__What to do__.
Format every line of the records below as a Markdown table with the columns Row and Text. Number each row, and leave out any blank lines.

########################################

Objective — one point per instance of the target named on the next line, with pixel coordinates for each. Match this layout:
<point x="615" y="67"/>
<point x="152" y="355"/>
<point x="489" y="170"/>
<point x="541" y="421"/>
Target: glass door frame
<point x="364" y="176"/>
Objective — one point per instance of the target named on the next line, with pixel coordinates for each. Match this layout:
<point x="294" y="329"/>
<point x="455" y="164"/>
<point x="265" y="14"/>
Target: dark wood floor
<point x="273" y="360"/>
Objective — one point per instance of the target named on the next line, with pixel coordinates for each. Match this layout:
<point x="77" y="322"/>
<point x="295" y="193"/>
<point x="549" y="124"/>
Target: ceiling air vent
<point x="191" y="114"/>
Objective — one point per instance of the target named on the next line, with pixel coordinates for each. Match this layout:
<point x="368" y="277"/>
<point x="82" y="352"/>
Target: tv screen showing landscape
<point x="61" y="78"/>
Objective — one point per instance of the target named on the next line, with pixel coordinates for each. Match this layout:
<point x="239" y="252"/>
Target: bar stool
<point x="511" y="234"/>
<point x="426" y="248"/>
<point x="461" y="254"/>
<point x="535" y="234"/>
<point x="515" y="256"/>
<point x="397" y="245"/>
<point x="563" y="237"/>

########################################

__Solution to this task__.
| Row | Text |
|---|---|
| 1 | Objective — one point per instance of the target named on the next line, with pixel coordinates for each. Match this layout: |
| 2 | <point x="615" y="67"/> |
| 3 | <point x="152" y="355"/> |
| 4 | <point x="489" y="170"/> |
| 5 | <point x="541" y="421"/> |
| 6 | Target: glass door frame |
| 7 | <point x="364" y="176"/> |
| 8 | Objective — one point per instance of the target named on the next line, with pixel coordinates for each. Match this layout: |
| 9 | <point x="294" y="329"/> |
| 10 | <point x="455" y="164"/> |
| 11 | <point x="265" y="14"/> |
| 12 | Target: dark wood floor |
| 13 | <point x="273" y="360"/> |
| 14 | Objective — one point per instance of the target named on the next line, with pixel coordinates for each. Match this layout: |
| 15 | <point x="77" y="322"/> |
| 16 | <point x="295" y="193"/> |
| 17 | <point x="549" y="124"/> |
| 18 | Target: ceiling air vent |
| 19 | <point x="191" y="114"/> |
| 20 | Objective — one point per instance of the target named on the next line, with pixel coordinates for each. Match this layout: |
| 21 | <point x="368" y="277"/> |
| 22 | <point x="82" y="352"/> |
| 23 | Target: tv screen showing landscape |
| 24 | <point x="61" y="78"/> |
| 25 | Objective — one point per instance of the target named on the next line, with pixel coordinates for each. Match this layout: |
| 26 | <point x="239" y="252"/> |
| 27 | Target: bar stool |
| 28 | <point x="511" y="234"/> |
| 29 | <point x="426" y="248"/> |
| 30 | <point x="461" y="254"/> |
| 31 | <point x="535" y="234"/> |
| 32 | <point x="515" y="256"/> |
| 33 | <point x="397" y="245"/> |
| 34 | <point x="563" y="237"/> |